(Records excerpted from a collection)
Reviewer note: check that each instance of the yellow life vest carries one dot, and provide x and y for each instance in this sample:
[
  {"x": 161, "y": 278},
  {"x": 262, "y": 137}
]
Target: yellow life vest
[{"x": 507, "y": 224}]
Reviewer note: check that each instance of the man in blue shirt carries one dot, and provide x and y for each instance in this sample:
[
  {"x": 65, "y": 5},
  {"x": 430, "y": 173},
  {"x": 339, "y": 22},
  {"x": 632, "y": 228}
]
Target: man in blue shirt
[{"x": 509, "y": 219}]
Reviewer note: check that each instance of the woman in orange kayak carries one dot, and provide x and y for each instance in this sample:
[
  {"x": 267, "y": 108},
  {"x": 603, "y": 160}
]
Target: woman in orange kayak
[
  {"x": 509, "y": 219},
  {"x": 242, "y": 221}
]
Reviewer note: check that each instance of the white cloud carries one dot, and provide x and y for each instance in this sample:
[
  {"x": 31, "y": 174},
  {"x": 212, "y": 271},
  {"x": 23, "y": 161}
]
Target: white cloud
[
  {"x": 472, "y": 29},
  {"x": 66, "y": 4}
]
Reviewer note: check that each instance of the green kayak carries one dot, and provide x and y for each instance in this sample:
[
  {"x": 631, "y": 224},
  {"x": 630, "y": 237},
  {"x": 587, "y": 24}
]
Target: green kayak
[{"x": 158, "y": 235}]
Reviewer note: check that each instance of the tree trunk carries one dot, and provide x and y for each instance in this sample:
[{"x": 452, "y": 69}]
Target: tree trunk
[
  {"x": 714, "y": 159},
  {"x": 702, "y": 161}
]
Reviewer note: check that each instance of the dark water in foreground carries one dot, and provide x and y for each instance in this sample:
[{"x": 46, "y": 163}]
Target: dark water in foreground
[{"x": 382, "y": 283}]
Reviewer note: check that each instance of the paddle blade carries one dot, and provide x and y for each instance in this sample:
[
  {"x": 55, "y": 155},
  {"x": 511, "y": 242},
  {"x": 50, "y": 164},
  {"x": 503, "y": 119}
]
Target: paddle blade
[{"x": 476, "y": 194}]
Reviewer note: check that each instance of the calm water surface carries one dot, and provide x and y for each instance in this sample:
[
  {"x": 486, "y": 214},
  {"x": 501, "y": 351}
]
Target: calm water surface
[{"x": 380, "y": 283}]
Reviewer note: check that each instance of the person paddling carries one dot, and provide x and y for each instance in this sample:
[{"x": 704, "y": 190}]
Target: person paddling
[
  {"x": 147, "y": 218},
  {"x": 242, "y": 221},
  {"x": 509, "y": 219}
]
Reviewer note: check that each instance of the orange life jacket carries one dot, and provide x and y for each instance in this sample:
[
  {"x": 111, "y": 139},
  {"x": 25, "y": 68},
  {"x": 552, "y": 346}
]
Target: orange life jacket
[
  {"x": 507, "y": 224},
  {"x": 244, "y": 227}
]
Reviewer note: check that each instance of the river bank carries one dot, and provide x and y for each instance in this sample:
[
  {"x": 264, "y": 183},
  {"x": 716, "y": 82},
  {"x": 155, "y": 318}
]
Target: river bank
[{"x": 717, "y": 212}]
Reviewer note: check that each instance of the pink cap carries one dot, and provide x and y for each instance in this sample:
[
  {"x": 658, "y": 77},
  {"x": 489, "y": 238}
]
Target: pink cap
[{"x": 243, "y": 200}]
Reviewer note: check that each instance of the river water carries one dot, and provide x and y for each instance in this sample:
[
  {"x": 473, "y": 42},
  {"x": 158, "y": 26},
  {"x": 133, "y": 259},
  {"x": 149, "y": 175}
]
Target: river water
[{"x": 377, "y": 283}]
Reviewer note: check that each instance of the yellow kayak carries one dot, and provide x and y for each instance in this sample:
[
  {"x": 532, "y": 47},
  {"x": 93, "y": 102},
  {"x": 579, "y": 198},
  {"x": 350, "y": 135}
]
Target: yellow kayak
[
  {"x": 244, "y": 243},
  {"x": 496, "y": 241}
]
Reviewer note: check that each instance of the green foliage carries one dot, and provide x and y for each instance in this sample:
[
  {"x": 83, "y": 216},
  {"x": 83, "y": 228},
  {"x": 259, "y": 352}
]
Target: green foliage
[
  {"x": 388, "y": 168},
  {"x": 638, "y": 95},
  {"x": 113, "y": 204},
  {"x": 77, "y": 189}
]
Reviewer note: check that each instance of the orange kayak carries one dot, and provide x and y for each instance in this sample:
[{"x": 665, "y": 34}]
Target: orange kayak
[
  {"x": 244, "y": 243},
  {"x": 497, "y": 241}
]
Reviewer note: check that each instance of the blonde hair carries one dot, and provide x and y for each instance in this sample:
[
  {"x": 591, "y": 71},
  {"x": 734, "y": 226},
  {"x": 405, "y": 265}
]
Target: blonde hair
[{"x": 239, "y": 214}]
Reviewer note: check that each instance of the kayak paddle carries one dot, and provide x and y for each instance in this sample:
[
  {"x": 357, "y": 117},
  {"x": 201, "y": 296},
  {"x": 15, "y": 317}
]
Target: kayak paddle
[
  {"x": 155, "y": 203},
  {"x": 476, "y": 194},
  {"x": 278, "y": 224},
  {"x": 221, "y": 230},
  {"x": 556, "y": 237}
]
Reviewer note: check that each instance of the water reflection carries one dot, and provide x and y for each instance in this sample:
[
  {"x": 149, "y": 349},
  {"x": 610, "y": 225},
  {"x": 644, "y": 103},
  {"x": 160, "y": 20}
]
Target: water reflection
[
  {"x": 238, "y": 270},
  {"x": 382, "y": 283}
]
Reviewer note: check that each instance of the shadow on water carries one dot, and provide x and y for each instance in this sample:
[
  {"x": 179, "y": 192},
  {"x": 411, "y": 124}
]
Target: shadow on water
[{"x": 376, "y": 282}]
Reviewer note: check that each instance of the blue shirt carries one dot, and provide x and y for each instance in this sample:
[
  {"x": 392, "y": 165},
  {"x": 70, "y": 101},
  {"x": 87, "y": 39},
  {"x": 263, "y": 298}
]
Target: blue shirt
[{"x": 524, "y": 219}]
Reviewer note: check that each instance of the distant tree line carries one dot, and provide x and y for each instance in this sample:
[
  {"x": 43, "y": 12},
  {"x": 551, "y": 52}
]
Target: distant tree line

Challenge> Reproduce, exactly and with nothing added, the lines from the one that includes "Reviewer note: check that each instance of the green foliage" through the last line of the material.

The response>
Reviewer note: check that each instance of the green foliage carries one dot, and provide x and y for each instance in this sample:
[
  {"x": 83, "y": 216},
  {"x": 83, "y": 228},
  {"x": 259, "y": 352}
]
Target: green foliage
[
  {"x": 388, "y": 168},
  {"x": 638, "y": 95},
  {"x": 113, "y": 204},
  {"x": 77, "y": 189}
]
Reviewer note: check that each instance of the orange kayak carries one dot, and provide x and y for each instance in this sample:
[{"x": 665, "y": 34}]
Target: orange kayak
[
  {"x": 244, "y": 243},
  {"x": 497, "y": 241}
]
Reviewer note: check that each instance of the blonde hair carries one dot, and provide x and y for each instance in this sample:
[
  {"x": 591, "y": 71},
  {"x": 734, "y": 226},
  {"x": 405, "y": 265}
]
Target: blonde hair
[{"x": 239, "y": 214}]
Reviewer note: check that each instance of the kayak paddle carries one dot, and provide x and y for each instance in this sample:
[
  {"x": 357, "y": 117},
  {"x": 201, "y": 296},
  {"x": 15, "y": 317}
]
Target: kayak paddle
[
  {"x": 155, "y": 203},
  {"x": 476, "y": 194},
  {"x": 278, "y": 224},
  {"x": 221, "y": 230},
  {"x": 556, "y": 237}
]
Reviewer note: check that each instance of the water reflection carries one dot, and provide x and y for each instance in this sample:
[
  {"x": 149, "y": 349},
  {"x": 610, "y": 225},
  {"x": 644, "y": 103},
  {"x": 160, "y": 20}
]
Target: water reflection
[
  {"x": 238, "y": 270},
  {"x": 382, "y": 283}
]
Reviewer note: check that each instance of the shadow on water carries one dot, and provide x and y for each instance in this sample:
[
  {"x": 179, "y": 192},
  {"x": 411, "y": 124}
]
Target: shadow on water
[{"x": 376, "y": 282}]
Reviewer note: check that each instance of the blue shirt carries one dot, and provide x and y for each instance in this sample:
[
  {"x": 392, "y": 165},
  {"x": 70, "y": 101},
  {"x": 87, "y": 39},
  {"x": 263, "y": 298}
]
Target: blue shirt
[{"x": 524, "y": 219}]
Reviewer note: check that each instance of the distant tree line carries one dot, and provide x and y for each instance in this sample:
[
  {"x": 43, "y": 12},
  {"x": 551, "y": 52}
]
Target: distant tree line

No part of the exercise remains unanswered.